WORK INSTRUCTIONS:
A – Answer the following questions from the HorovodRunner text, one answer per line, marked as the questions are.
(i) What average test loss does the output report?
(ii) What does HorovodRunner do with the Python method on the driver before sending it to the Spark workers?
(iii) According to the code comment, why is a different root directory used for each worker?
B – Select every line of the records that contains the word "utility".

READING TEXT:
## START

Load and use the model

test(single_node_log_dir)
/local_disk0/tmp/1610480446960-0/PythonShell.py:21: UserWarning: Implicit dimension choice for log_softmax has been deprecated. Change the call to include dim=X as an argument. from py4j.java_collections import ListConverter Average test loss: 0.6969888210296631

Migrate to HorovodRunner

HorovodRunner takes a Python method that contains deep learning training code with Horovod hooks. HorovodRunner pickles the method on the driver and distributes it to Spark workers. A Horovod MPI job is embedded as a Spark job using barrier execution mode.

import horovod.torch as hvd
from sparkdl import HorovodRunner
hvd_log_dir = create_log_dir()
print("Log directory:", hvd_log_dir)
 
def train_hvd(learning_rate):
  
  # Initialize Horovod
  hvd.init()  
  device = torch.device('cuda' if torch.cuda.is_available() else 'cpu')
  
  if device.type == 'cuda':
    # Pin GPU to local rank
    torch.cuda.set_device(hvd.local_rank())
 
  train_dataset = datasets.MNIST(
    # Use different root directory for each worker to avoid conflicts
    root='data-%d'% hvd.rank(),  
    train=True, 
    download=True,
    transform=transforms.Compose([transforms.ToTensor(), transforms.Normalize((0.1307,), (0.3081,))])
  )
 
  from torch.utils.data.distributed import DistributedSampler
  
  # Configure the sampler so that each worker gets a distinct sample of the input dataset
  train_sampler = DistributedSampler(train_dataset, num_replicas=hvd.size(), rank=hvd.rank())

## END

INFORMATION PROVIDED:

## START

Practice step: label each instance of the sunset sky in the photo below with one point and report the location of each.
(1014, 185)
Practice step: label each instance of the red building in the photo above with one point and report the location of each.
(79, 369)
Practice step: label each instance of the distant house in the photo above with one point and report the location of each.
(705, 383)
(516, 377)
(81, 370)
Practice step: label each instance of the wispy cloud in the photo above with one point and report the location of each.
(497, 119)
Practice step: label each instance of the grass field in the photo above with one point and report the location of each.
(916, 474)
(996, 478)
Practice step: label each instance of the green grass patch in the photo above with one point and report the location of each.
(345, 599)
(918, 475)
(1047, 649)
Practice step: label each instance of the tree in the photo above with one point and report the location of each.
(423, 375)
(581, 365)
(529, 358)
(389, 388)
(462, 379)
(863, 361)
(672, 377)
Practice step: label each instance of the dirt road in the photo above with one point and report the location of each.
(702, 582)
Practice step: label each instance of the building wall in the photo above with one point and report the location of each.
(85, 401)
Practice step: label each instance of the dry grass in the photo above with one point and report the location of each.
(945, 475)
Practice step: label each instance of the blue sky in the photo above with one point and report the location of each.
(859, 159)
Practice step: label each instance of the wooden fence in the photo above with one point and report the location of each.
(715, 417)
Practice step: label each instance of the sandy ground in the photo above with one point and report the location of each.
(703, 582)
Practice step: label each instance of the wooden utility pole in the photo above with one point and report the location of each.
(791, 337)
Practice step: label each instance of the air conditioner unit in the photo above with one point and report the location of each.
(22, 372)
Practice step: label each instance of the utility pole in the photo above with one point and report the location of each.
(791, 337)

## END
## START

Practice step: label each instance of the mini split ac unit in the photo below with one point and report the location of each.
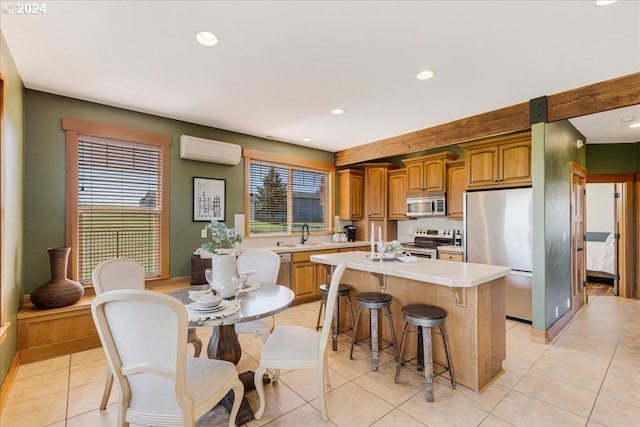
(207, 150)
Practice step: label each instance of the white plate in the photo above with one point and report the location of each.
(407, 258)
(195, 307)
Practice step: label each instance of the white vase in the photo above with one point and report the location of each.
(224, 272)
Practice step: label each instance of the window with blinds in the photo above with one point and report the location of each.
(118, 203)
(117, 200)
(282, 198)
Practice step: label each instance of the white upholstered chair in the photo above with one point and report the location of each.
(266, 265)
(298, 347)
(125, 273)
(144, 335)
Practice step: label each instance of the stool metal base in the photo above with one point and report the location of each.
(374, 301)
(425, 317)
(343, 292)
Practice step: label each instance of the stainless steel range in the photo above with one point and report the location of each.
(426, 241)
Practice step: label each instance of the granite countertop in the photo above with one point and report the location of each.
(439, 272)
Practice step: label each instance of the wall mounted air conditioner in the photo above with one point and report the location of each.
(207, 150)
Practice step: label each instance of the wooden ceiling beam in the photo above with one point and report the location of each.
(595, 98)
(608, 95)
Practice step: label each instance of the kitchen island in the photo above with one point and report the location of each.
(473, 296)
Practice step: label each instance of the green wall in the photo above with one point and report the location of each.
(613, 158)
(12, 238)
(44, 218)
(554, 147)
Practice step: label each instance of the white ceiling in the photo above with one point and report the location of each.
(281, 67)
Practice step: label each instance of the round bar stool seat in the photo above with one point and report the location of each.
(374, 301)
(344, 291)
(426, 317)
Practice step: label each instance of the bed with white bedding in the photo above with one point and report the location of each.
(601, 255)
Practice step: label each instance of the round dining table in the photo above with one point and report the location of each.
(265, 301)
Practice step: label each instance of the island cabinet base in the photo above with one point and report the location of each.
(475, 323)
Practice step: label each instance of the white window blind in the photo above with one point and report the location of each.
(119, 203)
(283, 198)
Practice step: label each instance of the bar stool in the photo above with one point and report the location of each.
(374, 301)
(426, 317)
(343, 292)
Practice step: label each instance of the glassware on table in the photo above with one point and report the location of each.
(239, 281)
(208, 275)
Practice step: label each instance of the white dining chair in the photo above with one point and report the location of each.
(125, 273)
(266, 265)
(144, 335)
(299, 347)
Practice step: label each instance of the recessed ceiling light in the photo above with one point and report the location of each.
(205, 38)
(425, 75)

## END

RESPONSE LIST:
A –
(i) 0.6969888210296631
(ii) It pickles the method.
(iii) To avoid conflicts.

B –
Practice step: label each instance of the wooden utility pole in the photo above with one point and report the location of each.
Practice step: label each instance of the utility pole in the photo above with one point and report the location of each.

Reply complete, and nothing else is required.